● **Extract provided**
# New from WV



## Lil4x4Girl (Sep 27, 2011)

I just purchased my 1st bow last weekend, a Diamond Razor Edge. He has a Bear Whitetail II and just started hunting with it last year. He took his 1st deer with it early season this year. My husband & I are looking for a good practice target (field points). 

We have been out the past 2 evenings shooting and I've manager to bruise up my forearm pretty good. I don't know what I'm doing but once in a while it gets me! Ouch! 

Anyway, just wanted to say Hi and looking forward to doing some reading....


----------



## Dthbyhoyt (Dec 4, 2004)

:welcome: 2 ArcheryTalk

Sounds like your draw length is too long


----------



## bushmasterar15 (Oct 23, 2004)

Welcome to Archery Talk.


----------



## Tim Roberts (Jul 13, 2002)

Lil4x4Girl.


----------



## SwampDog32 (Jan 3, 2008)

Welcome to AT! Glad to have you!


----------



## Bronion30 (Jul 9, 2005)

Welcome to AT!!!


----------



## rycountryboy (Feb 21, 2008)

*:welcome: to AT*


----------



## THE BULL (Feb 24, 2009)

Welcome to AT...Enjoy!


----------



## cptbrain (Dec 16, 2007)

Welcome!


----------



## asa1485 (Jan 16, 2008)

Welcome to the insane asylum


----------



## daltongang (Jul 29, 2009)

Welcome to ArcheryTalk! :darkbeer:

And What asa1485 said.


----------

● **Tasks to complete**
• a. Copy, word for word, the part of the archery forum thread that opens with the words containing "## Lil4x4Girl (Sep" and closes with "doing some reading....".
• b. Answer each item below using the archery forum thread above, labeling your answers (i), (ii) and (iii).
(i) What bow did Lil4x4Girl buy?
(ii) What does Dthbyhoyt say the bruised forearm suggests?
(iii) What does asa1485 welcome the newcomer to?

● **Data lines**
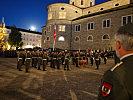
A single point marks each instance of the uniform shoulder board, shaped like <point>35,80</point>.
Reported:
<point>116,66</point>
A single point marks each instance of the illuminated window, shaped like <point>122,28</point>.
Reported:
<point>126,19</point>
<point>72,3</point>
<point>62,28</point>
<point>82,2</point>
<point>105,37</point>
<point>49,16</point>
<point>48,38</point>
<point>106,23</point>
<point>61,38</point>
<point>77,28</point>
<point>91,4</point>
<point>90,38</point>
<point>49,28</point>
<point>117,4</point>
<point>62,15</point>
<point>91,26</point>
<point>77,39</point>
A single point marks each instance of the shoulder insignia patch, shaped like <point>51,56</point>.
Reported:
<point>116,66</point>
<point>106,89</point>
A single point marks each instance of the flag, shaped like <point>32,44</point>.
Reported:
<point>55,32</point>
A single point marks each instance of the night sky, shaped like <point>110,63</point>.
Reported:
<point>27,13</point>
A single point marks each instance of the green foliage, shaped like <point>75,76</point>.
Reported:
<point>15,37</point>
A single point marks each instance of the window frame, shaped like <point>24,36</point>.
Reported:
<point>49,38</point>
<point>59,40</point>
<point>77,28</point>
<point>105,39</point>
<point>92,38</point>
<point>61,28</point>
<point>62,15</point>
<point>48,28</point>
<point>90,26</point>
<point>106,23</point>
<point>75,38</point>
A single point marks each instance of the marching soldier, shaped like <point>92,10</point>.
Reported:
<point>97,60</point>
<point>54,60</point>
<point>51,59</point>
<point>67,59</point>
<point>117,82</point>
<point>100,58</point>
<point>87,57</point>
<point>73,58</point>
<point>39,60</point>
<point>63,57</point>
<point>91,58</point>
<point>77,58</point>
<point>105,58</point>
<point>23,57</point>
<point>59,60</point>
<point>20,60</point>
<point>44,61</point>
<point>33,57</point>
<point>27,62</point>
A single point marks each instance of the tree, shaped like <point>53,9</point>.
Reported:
<point>15,38</point>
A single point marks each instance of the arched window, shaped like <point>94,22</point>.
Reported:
<point>105,37</point>
<point>82,2</point>
<point>90,38</point>
<point>48,38</point>
<point>61,38</point>
<point>90,3</point>
<point>77,39</point>
<point>72,3</point>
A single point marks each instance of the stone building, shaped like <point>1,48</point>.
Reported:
<point>81,24</point>
<point>30,39</point>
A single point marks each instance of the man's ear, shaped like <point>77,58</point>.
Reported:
<point>118,45</point>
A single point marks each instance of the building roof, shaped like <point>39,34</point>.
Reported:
<point>24,30</point>
<point>105,11</point>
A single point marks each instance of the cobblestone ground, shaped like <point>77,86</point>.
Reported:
<point>53,84</point>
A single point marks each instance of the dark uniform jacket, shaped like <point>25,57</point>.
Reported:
<point>117,83</point>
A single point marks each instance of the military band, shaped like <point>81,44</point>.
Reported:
<point>40,59</point>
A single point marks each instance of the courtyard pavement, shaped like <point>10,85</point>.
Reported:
<point>53,84</point>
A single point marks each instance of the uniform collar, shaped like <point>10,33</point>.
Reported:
<point>126,56</point>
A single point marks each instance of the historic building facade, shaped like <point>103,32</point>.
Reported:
<point>81,24</point>
<point>30,39</point>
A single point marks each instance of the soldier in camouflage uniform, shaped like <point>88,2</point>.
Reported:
<point>39,60</point>
<point>97,60</point>
<point>44,61</point>
<point>59,60</point>
<point>54,59</point>
<point>35,59</point>
<point>63,57</point>
<point>77,58</point>
<point>20,60</point>
<point>105,58</point>
<point>67,61</point>
<point>27,62</point>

● **Answers to the exercise**
• a.
## Lil4x4Girl (Sep 27, 2011)

I just purchased my 1st bow last weekend, a Diamond Razor Edge. He has a Bear Whitetail II and just started hunting with it last year. He took his 1st deer with it early season this year. My husband & I are looking for a good practice target (field points). 

We have been out the past 2 evenings shooting and I've manager to bruise up my forearm pretty good. I don't know what I'm doing but once in a while it gets me! Ouch! 

Anyway, just wanted to say Hi and looking forward to doing some reading....

• b.
(i) A Diamond Razor Edge.
(ii) That the draw length is too long.
(iii) The insane asylum.